**Brief:** Extract every line of the material below that contains the word "tree", and copy each such line in full. The match is case-sensitive.

# Start of Materials provided

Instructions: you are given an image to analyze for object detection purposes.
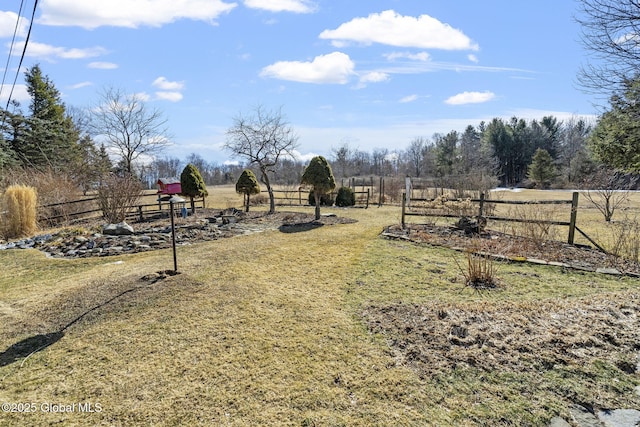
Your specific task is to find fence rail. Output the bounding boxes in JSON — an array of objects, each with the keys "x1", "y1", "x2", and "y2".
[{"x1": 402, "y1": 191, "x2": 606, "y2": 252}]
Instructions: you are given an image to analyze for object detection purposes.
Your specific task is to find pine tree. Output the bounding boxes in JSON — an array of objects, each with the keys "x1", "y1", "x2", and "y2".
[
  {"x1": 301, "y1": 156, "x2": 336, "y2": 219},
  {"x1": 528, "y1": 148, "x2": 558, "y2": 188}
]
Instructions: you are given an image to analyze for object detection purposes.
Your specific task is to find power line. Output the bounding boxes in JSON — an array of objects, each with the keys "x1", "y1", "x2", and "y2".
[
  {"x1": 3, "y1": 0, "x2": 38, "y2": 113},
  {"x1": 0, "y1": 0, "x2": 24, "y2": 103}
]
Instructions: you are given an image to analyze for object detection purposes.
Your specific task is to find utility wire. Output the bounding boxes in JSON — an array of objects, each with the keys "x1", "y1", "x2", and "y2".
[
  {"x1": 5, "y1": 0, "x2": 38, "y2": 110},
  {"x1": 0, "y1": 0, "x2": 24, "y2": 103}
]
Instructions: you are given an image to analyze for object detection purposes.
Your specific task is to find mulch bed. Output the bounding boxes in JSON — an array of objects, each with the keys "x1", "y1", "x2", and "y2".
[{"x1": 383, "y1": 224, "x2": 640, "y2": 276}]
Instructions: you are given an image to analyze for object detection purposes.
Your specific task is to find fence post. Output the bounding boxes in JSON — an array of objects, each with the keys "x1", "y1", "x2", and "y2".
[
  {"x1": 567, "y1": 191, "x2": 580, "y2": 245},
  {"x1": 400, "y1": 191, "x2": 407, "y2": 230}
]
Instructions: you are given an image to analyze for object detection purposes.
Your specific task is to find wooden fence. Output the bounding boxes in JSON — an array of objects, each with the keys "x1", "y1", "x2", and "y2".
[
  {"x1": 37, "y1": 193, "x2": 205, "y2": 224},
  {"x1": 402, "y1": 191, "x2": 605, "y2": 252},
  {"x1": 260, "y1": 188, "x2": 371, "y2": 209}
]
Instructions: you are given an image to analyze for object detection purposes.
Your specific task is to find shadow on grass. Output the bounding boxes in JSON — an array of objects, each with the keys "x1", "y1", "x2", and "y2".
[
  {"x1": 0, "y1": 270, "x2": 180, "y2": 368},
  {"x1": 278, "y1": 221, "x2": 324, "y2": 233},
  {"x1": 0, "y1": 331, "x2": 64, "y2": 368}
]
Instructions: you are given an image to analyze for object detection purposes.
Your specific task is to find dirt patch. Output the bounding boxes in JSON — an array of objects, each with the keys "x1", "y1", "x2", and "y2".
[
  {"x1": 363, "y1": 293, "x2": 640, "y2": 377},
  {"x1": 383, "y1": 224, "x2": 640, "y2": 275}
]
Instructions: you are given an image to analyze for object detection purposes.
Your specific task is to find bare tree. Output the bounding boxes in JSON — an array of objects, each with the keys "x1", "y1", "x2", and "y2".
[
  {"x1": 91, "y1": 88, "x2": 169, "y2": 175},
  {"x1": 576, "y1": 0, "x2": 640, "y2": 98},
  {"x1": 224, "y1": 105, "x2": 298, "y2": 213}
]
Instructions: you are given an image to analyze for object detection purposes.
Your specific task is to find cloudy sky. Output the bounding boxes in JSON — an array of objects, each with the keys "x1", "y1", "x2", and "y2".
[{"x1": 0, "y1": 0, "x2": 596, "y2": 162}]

# End of Materials provided

**Final answer:**
Your specific task is to find pine tree. Output the bounding boxes in JSON — an array of objects, each with the keys "x1", "y1", "x2", and "y2".
Your specific task is to find bare tree. Output the bounding boxes in JSON — an array of objects, each with the keys "x1", "y1", "x2", and "y2".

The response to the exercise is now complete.